Directions for this task ▸ Can you give the records below again with every "Indicate" changed to "Mark" and nothing else altered?

Rows ▸
----------

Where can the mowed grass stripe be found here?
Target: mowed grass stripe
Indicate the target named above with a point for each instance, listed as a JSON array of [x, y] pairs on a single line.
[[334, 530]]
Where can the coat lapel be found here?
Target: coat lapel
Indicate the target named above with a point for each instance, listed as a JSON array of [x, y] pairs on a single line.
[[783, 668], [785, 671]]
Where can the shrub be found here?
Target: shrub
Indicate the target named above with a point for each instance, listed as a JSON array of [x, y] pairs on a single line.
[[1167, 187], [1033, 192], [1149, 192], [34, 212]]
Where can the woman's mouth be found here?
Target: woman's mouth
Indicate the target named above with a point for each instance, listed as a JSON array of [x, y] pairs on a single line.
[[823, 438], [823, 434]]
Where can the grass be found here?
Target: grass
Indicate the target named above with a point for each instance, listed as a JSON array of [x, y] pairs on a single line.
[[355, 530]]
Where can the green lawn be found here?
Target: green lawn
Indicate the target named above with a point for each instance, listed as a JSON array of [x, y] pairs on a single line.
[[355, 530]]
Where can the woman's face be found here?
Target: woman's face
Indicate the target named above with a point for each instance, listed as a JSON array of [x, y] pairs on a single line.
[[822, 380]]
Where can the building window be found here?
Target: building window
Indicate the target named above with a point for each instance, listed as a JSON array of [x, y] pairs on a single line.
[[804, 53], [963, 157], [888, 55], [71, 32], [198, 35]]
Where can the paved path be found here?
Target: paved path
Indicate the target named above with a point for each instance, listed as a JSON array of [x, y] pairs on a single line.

----------

Expected output ▸
Where can the mowed grass stripe be found here?
Target: mowed grass stripe
Mark the target named above with a point for each instance, listed as a JSON array of [x, y] pairs on a single line.
[[334, 530]]
Where can the coat lapel be found here?
Target: coat lapel
Mark the target named above with a point for each instance, listed as a JSON array of [x, y] pairs on a single line.
[[783, 668], [785, 671]]
Where can the shrub be found here?
Target: shrub
Mark the target named above with a point for each instance, listed as a JSON array of [x, y] pairs on a single line.
[[1167, 187], [1033, 192], [1149, 192], [34, 212]]
Where can the woman's mouth be found here?
Target: woman's mouth
Mark the target named above with a point for each instance, listed as a JSON array of [x, y] pairs on a single line.
[[823, 438], [823, 434]]
Where can the grass be found here?
Target: grass
Mark the target named above with a point for each instance, listed as a JSON array of [x, y] pairs on a single line.
[[355, 530]]
Where can the green lawn be found here?
Target: green lawn
Mark the target named above with a point for each instance, listed as a JSON array of [x, y] pairs on a single line.
[[355, 530]]
Where can the woman's face be found here?
Target: woman's face
Mark the target named above with a point for each instance, listed as a JSON array of [x, y] pairs on a single line.
[[822, 380]]
Where can the building window be found here?
Target: building window
Mark the target named above with a point for each instance, listed as a JSON array of [x, y] pairs on a single line.
[[804, 53], [963, 157], [888, 55], [71, 32], [198, 35]]
Where can the paved path be found here?
Target: paved path
Mark the target named above with a point for each instance, listed as a JSON array of [x, y] pairs on a single line.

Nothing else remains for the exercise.